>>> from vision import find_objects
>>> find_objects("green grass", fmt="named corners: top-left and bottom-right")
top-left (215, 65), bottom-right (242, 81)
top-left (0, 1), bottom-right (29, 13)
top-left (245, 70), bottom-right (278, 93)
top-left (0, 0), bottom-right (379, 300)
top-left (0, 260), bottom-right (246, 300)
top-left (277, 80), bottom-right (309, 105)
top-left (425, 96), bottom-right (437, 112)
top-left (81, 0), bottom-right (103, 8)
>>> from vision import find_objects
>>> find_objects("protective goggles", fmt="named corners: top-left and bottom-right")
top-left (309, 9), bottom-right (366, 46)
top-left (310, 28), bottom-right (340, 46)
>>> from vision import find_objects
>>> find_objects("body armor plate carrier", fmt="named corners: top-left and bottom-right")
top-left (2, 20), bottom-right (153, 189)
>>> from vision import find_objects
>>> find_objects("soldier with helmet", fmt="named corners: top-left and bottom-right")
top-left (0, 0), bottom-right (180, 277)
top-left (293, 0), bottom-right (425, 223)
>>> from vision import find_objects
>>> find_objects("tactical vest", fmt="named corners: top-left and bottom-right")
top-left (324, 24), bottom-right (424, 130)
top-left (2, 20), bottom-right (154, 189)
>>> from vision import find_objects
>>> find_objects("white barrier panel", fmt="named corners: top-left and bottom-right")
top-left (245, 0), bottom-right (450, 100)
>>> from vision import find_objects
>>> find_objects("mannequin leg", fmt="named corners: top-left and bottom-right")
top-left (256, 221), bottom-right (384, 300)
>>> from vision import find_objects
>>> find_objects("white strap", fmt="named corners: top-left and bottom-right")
________
[Task brief]: All of the data must be set down again exactly.

[Output of the exercise]:
>>> from vision import find_objects
>>> find_objects("green grass", fmt="named corners: top-left and bottom-right")
top-left (215, 65), bottom-right (242, 81)
top-left (0, 1), bottom-right (29, 13)
top-left (245, 70), bottom-right (278, 93)
top-left (0, 0), bottom-right (379, 300)
top-left (0, 260), bottom-right (246, 300)
top-left (277, 80), bottom-right (309, 105)
top-left (425, 96), bottom-right (437, 112)
top-left (81, 0), bottom-right (103, 8)
>>> from vision import find_objects
>>> find_objects("protective goggles", fmt="named corners: top-left and bottom-right")
top-left (309, 9), bottom-right (366, 46)
top-left (310, 28), bottom-right (340, 46)
>>> from vision import find_objects
>>> find_objects("body armor plate carrier", fmt="named corners: top-left and bottom-right")
top-left (2, 20), bottom-right (153, 189)
>>> from vision import find_objects
>>> find_objects("soldier with helmet", fmt="named corners: top-left and bottom-right")
top-left (0, 0), bottom-right (180, 277)
top-left (293, 0), bottom-right (425, 223)
>>> from vision import find_objects
>>> find_objects("tactical vest", fmt="named corners: top-left and bottom-right")
top-left (324, 24), bottom-right (424, 130)
top-left (2, 20), bottom-right (154, 189)
>>> from vision import find_objects
>>> find_objects("white barrier panel", fmt="named corners: top-left and bottom-right")
top-left (245, 0), bottom-right (450, 100)
>>> from vision import find_objects
>>> find_objects("mannequin leg", fmt="named corners: top-left and bottom-right")
top-left (256, 221), bottom-right (384, 300)
>>> from vision import find_objects
>>> find_objects("white strap", fmt="named corners: top-left and bottom-right")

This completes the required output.